Your task
Your response should give back each record exactly, word for word.
"""
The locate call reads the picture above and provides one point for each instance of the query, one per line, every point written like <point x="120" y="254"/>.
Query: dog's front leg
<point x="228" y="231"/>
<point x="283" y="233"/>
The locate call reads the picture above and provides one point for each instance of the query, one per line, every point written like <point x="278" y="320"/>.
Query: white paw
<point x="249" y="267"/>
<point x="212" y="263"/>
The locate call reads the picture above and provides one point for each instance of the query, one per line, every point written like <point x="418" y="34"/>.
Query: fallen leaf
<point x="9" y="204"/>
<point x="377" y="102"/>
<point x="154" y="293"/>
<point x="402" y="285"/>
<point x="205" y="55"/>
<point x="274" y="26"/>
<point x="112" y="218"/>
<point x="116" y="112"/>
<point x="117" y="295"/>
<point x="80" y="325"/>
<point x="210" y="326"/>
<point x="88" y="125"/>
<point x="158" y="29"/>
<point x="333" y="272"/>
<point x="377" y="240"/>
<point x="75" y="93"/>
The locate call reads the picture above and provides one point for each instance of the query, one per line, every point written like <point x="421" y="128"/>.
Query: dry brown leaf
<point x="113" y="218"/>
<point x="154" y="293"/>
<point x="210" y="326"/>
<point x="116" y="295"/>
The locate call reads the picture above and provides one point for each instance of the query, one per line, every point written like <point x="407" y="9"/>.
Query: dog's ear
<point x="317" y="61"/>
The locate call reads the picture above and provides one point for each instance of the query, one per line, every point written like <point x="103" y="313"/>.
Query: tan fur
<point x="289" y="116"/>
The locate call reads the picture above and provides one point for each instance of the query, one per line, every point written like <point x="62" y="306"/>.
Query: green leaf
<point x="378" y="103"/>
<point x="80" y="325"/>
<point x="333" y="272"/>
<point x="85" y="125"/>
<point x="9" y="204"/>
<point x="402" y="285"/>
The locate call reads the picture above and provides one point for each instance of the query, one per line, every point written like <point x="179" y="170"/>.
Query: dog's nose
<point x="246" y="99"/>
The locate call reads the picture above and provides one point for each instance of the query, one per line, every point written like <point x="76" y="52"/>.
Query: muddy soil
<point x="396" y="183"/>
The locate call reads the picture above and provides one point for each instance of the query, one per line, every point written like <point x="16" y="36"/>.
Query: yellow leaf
"""
Exercise response
The locate call reads the picture above and provides one point for each instance of the query, one per line, every point written like <point x="120" y="254"/>.
Query: dog's front leg
<point x="228" y="231"/>
<point x="283" y="233"/>
The locate call reads the picture above and provides one point for each instance of the query, one per line, every point written like <point x="278" y="320"/>.
Query: white paw
<point x="249" y="267"/>
<point x="212" y="263"/>
The locate call reads the picture above and provides one point for each instance of the query, one per line, every point written like <point x="418" y="34"/>.
Query: fallen leaf
<point x="9" y="204"/>
<point x="377" y="102"/>
<point x="154" y="293"/>
<point x="402" y="285"/>
<point x="205" y="55"/>
<point x="274" y="26"/>
<point x="112" y="218"/>
<point x="116" y="112"/>
<point x="117" y="295"/>
<point x="80" y="325"/>
<point x="210" y="326"/>
<point x="88" y="125"/>
<point x="158" y="29"/>
<point x="333" y="272"/>
<point x="377" y="240"/>
<point x="75" y="93"/>
The locate call reads the picture above and provides one point for each instance of the query, one per line, every point written like <point x="421" y="128"/>.
Query: dry brown leaf
<point x="113" y="218"/>
<point x="154" y="293"/>
<point x="210" y="326"/>
<point x="116" y="295"/>
The locate call reads the picture above and provides one point for each instance of the query, one per line, every point written like <point x="407" y="9"/>.
Query: dog's ear
<point x="317" y="61"/>
The locate call reads the picture above and provides one point for each instance of the query, one per line, every point written like <point x="103" y="313"/>.
Query: tan fur
<point x="289" y="116"/>
The locate call reads the picture above and provides one point for each instance of the query, one per line, every point written like <point x="62" y="306"/>.
Query: green leaf
<point x="378" y="103"/>
<point x="80" y="325"/>
<point x="333" y="272"/>
<point x="85" y="125"/>
<point x="9" y="204"/>
<point x="402" y="285"/>
The locate call reads the picture above and provides one point for each instance of the query, one per line, every point written like <point x="179" y="170"/>.
Query: dog's nose
<point x="246" y="99"/>
The locate call reads the picture above and provides one point for each instance of the query, one per line, every point written like <point x="76" y="52"/>.
Query: muddy soil
<point x="396" y="183"/>
The locate call reads the picture above and provides one point for each instance of the query, one per line, every point written like <point x="16" y="36"/>.
Query: yellow leaf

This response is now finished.